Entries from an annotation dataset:
════════

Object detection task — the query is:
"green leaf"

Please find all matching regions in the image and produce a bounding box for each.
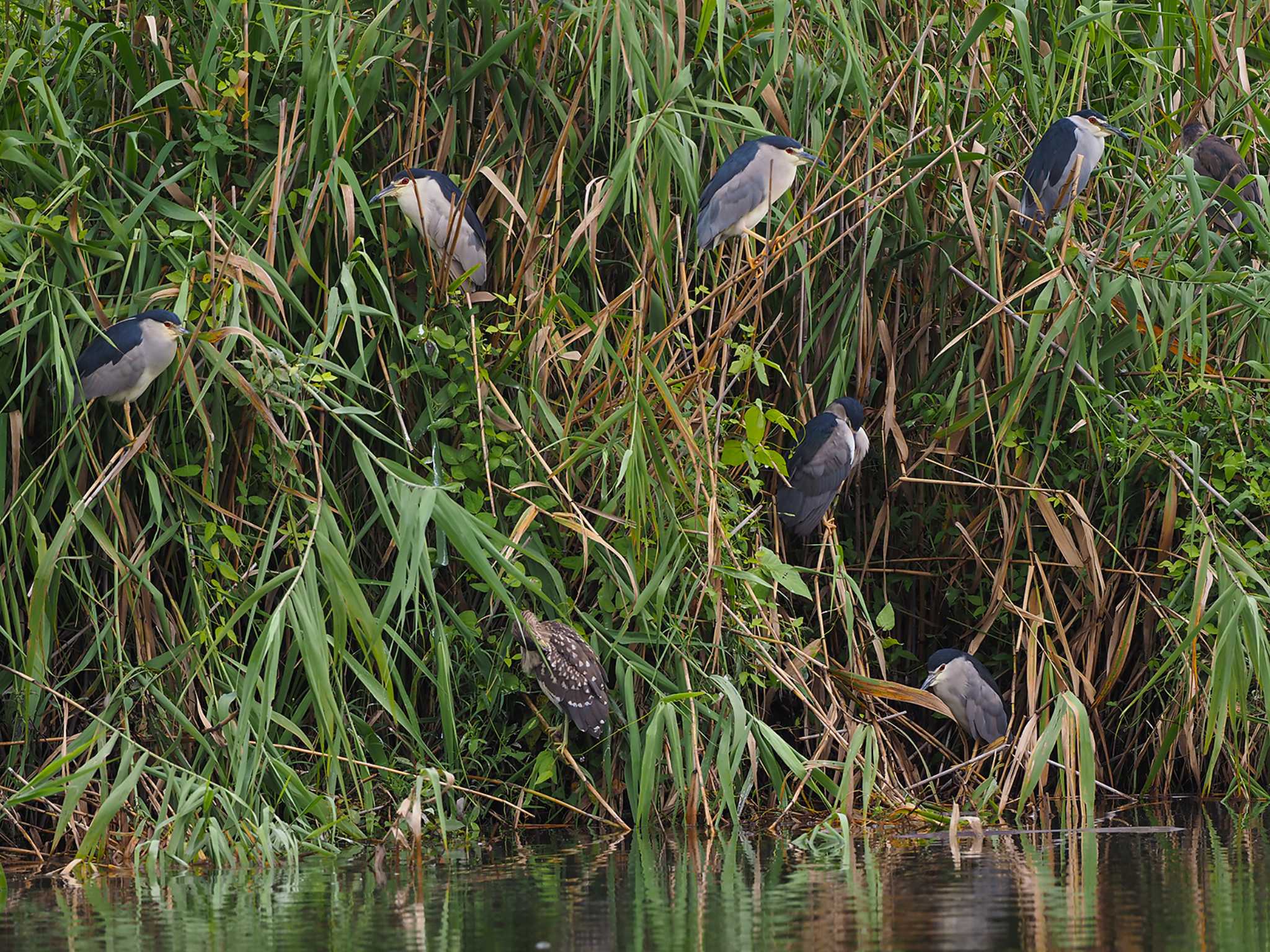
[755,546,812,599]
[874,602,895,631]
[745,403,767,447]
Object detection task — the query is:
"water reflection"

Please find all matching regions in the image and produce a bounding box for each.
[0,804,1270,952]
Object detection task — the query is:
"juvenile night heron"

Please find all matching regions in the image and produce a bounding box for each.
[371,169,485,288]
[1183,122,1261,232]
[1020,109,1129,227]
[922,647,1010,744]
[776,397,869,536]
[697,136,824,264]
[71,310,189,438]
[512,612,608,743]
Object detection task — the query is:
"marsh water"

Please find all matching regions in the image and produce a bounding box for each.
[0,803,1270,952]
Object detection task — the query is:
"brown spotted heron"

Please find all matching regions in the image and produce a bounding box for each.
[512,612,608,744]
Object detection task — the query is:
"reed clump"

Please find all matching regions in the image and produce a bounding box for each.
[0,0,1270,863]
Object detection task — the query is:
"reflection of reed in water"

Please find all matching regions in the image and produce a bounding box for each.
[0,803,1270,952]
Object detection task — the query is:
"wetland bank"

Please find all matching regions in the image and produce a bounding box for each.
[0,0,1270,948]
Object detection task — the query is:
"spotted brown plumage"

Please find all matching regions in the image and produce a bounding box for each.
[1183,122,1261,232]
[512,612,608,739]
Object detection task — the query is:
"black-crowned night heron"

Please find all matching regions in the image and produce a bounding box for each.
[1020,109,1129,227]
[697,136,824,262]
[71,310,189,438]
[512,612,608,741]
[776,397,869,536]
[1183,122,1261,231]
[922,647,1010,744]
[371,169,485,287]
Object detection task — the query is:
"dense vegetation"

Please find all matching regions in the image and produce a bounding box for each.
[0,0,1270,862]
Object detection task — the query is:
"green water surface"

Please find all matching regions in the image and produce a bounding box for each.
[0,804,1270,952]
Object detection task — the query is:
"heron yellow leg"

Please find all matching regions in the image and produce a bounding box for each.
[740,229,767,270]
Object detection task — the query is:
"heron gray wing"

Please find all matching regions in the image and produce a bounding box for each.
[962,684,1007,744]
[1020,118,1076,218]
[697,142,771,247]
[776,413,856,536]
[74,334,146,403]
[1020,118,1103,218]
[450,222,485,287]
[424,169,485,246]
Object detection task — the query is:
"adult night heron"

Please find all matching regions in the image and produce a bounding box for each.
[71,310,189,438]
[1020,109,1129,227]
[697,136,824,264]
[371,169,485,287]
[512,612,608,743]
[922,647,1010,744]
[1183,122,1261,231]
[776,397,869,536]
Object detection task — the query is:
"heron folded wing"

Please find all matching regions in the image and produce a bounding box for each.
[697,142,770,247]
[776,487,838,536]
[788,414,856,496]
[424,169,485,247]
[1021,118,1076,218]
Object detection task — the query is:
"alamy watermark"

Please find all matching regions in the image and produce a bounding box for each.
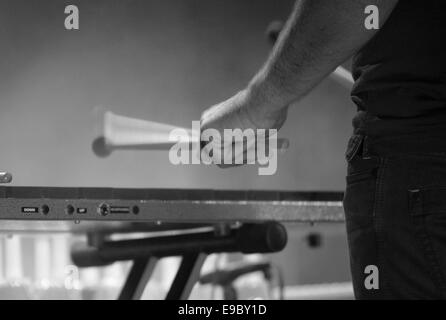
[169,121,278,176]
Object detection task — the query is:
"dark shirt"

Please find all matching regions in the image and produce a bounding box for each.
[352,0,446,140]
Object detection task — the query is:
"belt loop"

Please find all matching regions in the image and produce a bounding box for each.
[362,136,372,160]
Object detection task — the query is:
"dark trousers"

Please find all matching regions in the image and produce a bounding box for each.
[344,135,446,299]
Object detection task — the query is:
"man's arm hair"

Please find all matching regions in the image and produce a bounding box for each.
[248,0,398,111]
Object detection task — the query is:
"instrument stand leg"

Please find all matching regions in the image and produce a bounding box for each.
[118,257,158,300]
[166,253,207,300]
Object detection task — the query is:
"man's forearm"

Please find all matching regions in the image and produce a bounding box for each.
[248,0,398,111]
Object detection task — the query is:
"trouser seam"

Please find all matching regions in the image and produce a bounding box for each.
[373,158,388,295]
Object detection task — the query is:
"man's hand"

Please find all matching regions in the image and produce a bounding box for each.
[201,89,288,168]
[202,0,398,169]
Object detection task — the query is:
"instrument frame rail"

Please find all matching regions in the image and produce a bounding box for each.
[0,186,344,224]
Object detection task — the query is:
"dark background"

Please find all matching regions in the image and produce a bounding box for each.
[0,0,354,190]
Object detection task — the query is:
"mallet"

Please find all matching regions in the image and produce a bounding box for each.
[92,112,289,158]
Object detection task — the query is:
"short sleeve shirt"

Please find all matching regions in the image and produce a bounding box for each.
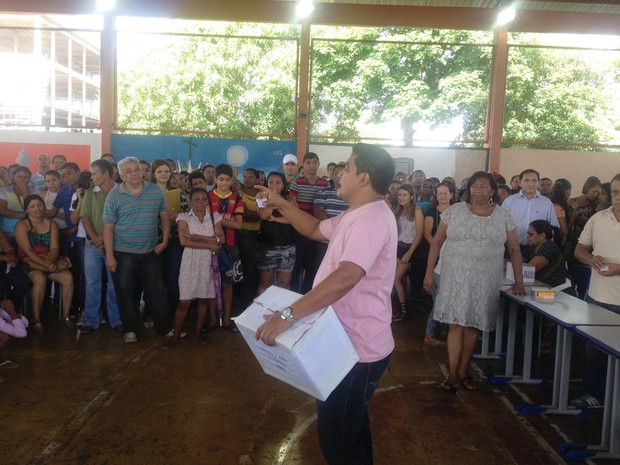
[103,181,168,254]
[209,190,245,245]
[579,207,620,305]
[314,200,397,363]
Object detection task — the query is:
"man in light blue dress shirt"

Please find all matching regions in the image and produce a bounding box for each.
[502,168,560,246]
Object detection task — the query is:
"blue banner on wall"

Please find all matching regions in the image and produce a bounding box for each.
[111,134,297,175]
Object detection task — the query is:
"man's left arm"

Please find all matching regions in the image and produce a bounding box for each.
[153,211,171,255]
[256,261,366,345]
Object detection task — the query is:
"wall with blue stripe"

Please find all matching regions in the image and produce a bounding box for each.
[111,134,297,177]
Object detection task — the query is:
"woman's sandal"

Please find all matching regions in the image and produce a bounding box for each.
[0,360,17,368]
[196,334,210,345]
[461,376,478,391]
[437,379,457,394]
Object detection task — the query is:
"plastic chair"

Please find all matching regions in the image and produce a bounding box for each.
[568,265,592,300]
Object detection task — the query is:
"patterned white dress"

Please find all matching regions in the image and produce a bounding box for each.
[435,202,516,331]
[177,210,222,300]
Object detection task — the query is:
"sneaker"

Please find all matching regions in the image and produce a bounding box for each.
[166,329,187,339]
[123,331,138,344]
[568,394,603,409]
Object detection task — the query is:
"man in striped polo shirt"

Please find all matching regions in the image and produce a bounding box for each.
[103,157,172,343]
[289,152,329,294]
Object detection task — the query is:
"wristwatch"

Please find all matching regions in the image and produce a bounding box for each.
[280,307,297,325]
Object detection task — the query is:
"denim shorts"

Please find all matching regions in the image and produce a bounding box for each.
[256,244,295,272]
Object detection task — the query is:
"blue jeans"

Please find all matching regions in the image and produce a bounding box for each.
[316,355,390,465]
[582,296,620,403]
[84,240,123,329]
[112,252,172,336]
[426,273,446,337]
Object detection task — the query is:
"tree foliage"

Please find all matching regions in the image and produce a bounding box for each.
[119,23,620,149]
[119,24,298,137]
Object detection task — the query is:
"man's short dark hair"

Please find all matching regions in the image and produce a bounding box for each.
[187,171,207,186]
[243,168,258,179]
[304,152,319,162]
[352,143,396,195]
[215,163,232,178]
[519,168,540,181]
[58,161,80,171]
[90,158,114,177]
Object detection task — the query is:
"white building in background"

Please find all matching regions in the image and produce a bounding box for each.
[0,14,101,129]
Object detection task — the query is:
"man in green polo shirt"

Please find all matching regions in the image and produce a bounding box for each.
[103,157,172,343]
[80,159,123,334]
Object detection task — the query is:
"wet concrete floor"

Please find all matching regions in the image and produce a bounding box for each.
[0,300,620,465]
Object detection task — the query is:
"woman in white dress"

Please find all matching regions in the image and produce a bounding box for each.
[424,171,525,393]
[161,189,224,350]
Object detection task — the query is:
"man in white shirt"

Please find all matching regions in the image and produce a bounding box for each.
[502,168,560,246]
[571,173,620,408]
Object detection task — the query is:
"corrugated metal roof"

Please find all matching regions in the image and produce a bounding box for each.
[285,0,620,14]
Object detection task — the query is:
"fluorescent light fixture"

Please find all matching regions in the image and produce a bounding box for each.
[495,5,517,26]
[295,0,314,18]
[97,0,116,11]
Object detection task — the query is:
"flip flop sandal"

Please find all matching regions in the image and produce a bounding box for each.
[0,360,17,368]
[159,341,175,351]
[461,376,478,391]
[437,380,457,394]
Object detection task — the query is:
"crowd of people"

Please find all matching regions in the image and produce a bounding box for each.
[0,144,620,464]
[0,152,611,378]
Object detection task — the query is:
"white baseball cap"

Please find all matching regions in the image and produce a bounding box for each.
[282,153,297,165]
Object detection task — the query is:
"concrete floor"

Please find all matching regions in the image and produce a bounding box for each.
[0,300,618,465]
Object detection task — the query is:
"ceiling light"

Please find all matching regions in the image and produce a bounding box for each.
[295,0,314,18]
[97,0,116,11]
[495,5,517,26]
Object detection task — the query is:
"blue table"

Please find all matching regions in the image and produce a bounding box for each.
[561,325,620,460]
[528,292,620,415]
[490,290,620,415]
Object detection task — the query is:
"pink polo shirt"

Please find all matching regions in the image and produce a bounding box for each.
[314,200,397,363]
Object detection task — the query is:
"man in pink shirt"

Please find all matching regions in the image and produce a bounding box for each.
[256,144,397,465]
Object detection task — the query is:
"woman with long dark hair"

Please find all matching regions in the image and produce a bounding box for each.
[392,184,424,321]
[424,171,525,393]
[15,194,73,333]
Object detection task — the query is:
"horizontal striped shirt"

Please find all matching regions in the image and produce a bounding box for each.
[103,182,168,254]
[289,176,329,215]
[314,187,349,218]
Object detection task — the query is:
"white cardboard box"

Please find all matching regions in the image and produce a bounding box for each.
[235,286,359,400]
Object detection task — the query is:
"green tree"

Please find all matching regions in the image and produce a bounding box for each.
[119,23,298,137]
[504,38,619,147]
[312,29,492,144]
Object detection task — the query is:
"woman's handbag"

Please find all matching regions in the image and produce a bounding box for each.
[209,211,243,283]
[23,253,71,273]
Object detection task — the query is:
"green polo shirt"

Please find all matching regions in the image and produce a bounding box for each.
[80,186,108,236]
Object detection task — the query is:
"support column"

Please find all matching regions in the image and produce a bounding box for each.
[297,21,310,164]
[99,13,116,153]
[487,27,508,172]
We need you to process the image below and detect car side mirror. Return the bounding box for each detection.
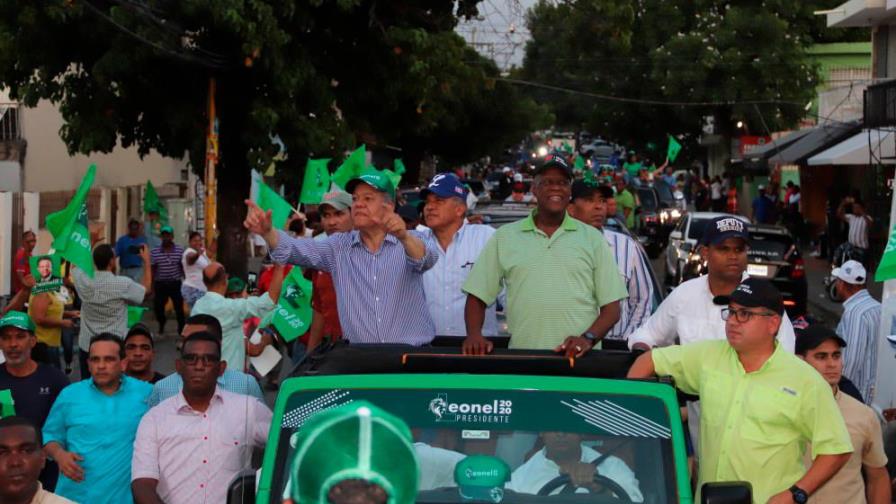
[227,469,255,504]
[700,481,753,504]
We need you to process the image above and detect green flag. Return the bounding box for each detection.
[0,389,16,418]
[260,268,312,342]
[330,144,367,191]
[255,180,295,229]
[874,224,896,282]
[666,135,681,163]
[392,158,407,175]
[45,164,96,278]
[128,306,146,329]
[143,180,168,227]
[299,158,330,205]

════════

> **EXERCISE BRIEF**:
Report how many lines in the entries above contain the string "wall", matching case exactly. Give only the number.

> **SOLUTION TO THE PROBLEM**:
2